Copy every one of the records below line for line, leaving out the pictures.

**Exercise inputs**
************
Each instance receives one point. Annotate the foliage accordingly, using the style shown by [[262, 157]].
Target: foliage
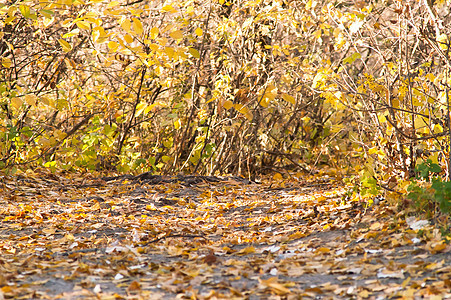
[[425, 193]]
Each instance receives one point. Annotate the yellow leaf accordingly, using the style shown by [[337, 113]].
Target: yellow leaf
[[244, 110], [154, 33], [113, 4], [176, 34], [31, 99], [128, 38], [247, 250], [16, 102], [277, 176], [126, 24], [288, 98], [6, 62], [113, 46], [169, 52], [443, 41], [177, 124], [227, 104], [137, 26], [65, 45], [322, 250], [167, 8], [198, 32], [275, 286], [83, 25]]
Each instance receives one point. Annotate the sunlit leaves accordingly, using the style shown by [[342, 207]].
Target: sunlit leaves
[[65, 45], [198, 31], [6, 62], [137, 26], [176, 34]]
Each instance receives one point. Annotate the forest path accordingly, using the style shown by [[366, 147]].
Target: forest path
[[193, 237]]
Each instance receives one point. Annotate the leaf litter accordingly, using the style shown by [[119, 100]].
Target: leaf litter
[[204, 237]]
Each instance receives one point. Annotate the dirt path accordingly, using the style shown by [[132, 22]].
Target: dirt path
[[210, 238]]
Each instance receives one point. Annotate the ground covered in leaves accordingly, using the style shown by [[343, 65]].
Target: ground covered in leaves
[[188, 237]]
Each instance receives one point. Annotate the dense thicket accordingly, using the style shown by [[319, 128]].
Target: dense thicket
[[239, 87]]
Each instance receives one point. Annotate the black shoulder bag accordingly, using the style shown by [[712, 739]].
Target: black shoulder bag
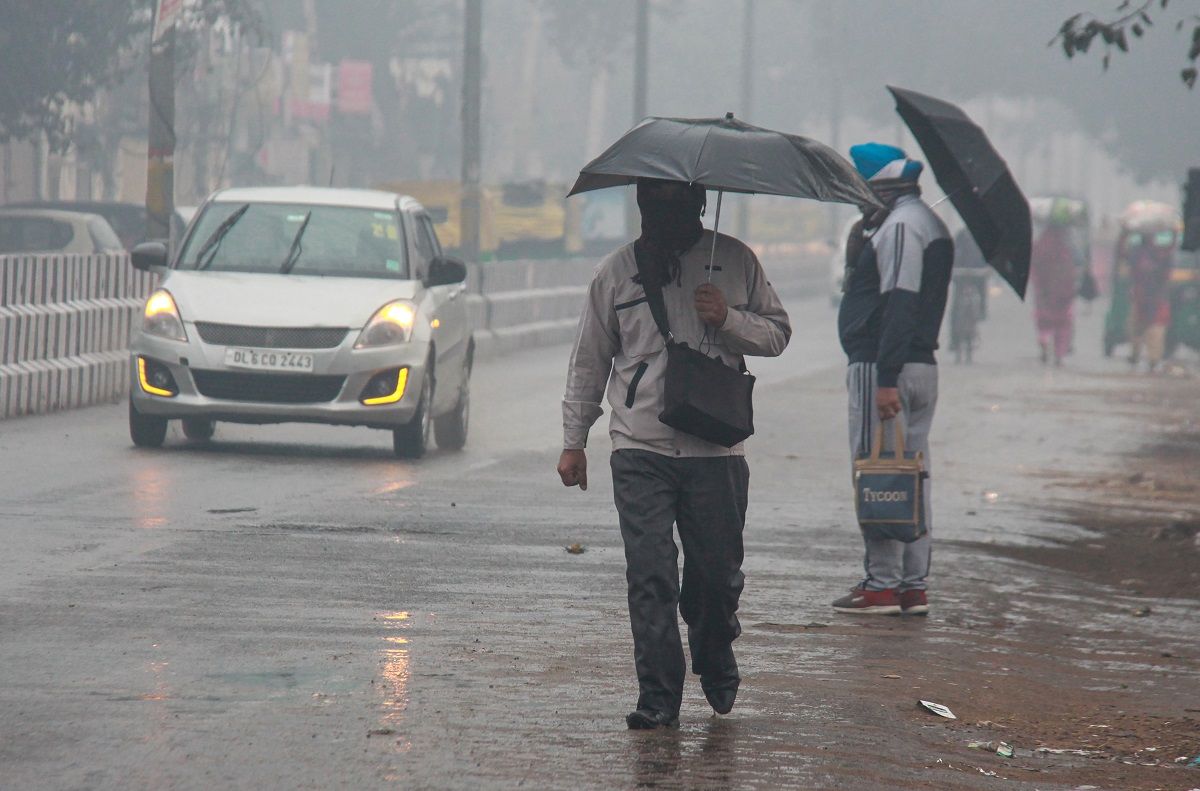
[[703, 396]]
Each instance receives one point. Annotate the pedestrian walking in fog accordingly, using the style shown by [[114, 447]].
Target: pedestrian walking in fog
[[888, 324], [664, 478], [1059, 262]]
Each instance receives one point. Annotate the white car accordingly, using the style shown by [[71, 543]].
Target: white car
[[310, 305], [53, 231]]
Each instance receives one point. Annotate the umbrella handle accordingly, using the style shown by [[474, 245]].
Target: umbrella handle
[[717, 223], [946, 197]]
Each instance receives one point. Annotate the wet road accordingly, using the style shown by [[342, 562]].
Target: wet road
[[293, 607]]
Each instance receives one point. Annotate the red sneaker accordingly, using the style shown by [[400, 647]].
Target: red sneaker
[[871, 603], [913, 603]]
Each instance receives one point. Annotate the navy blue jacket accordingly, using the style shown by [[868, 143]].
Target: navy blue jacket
[[895, 291]]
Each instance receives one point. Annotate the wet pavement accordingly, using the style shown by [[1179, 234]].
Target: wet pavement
[[293, 607]]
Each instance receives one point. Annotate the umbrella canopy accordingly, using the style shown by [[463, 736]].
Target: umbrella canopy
[[976, 179], [727, 155]]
************
**Result**
Each instance receives one point. Annotate the foliage accordingly, using the style shown by [[262, 157]].
Target: foliage
[[425, 193]]
Each instance receives one point. Annotate the yellow leaf accordingly, using the style shown by [[337, 113]].
Target: yellow leaf
[[244, 110], [154, 33], [113, 4], [176, 34], [31, 99], [128, 38], [247, 250], [16, 102], [277, 176], [126, 24], [288, 98], [6, 62], [113, 46], [169, 52], [443, 41], [177, 124], [227, 104], [137, 26], [65, 45], [322, 250], [167, 8], [198, 32], [275, 286], [83, 25]]
Each instance receives one point. Annotate the sunlit leaves accordingly, using the style shown by [[342, 207]].
Target: sunlit leaves
[[65, 45], [198, 31], [6, 62], [137, 26], [176, 34]]
Each instance receives one point. Annotate the forest path accordingly, using the style shown by [[366, 147]].
Target: forest path
[[193, 237]]
Each instance receives one point. Annotate the leaf litter accordingly, using the style shown by [[119, 100]].
Target: leaf litter
[[204, 237]]
Each instance receives one point. Annotate the dirt path accordingly, using the style shown by [[132, 22]].
Target: dirt path
[[210, 238]]
Each instance receives one point. Annotate the ground covered in leaves accordingly, using the style shown by [[343, 65]].
Target: ground covered in leaves
[[188, 237]]
Each instance receives one point. Annotate the dense thicket accordingly, using the style shown by [[319, 128]].
Target: dense thicket
[[239, 87]]
Each instance receives one point. Annotate the black shoulder bag accordingly, using the style shown by [[712, 739]].
Target: black shoulder bag
[[703, 396]]
Each instance receives one point. Annotate the pedestrian walking in fog accordingly, using the style shown by [[114, 447]].
Target: pedestrian walking in fog
[[888, 324], [664, 478], [1059, 262]]
Each instance receives one point. Annotate the white car accordingly, using the style shown by [[71, 543]].
Target: white car
[[310, 305], [53, 231]]
Each instance receives one point. Annotate the umbrella handle accordingly, using the style shown by [[474, 245]].
Target: umbrella handle
[[717, 223], [946, 197]]
Each instance receives one point. Annotate the wet road accordingly, using the style shown by [[342, 562]].
Target: wet road
[[293, 607]]
Each instance receives one point. Annotate the red sneaker accordingly, using the style shown by [[400, 647]].
Target: red sneaker
[[871, 603], [913, 603]]
Each instance receives one point. Annotate the navy blue jacket accordingly, using the style shown by [[868, 143]].
Target: navy blue jacket
[[895, 291]]
Each instance receives one point. Annotate the wet pavement accordingly, using the style shown by [[1179, 234]].
Target: wet pavement
[[293, 607]]
Each instance receives one point. Annotate the umbrella canopy accordingly, using the style shown by [[463, 736]].
Target: umbrella canopy
[[976, 179], [727, 155]]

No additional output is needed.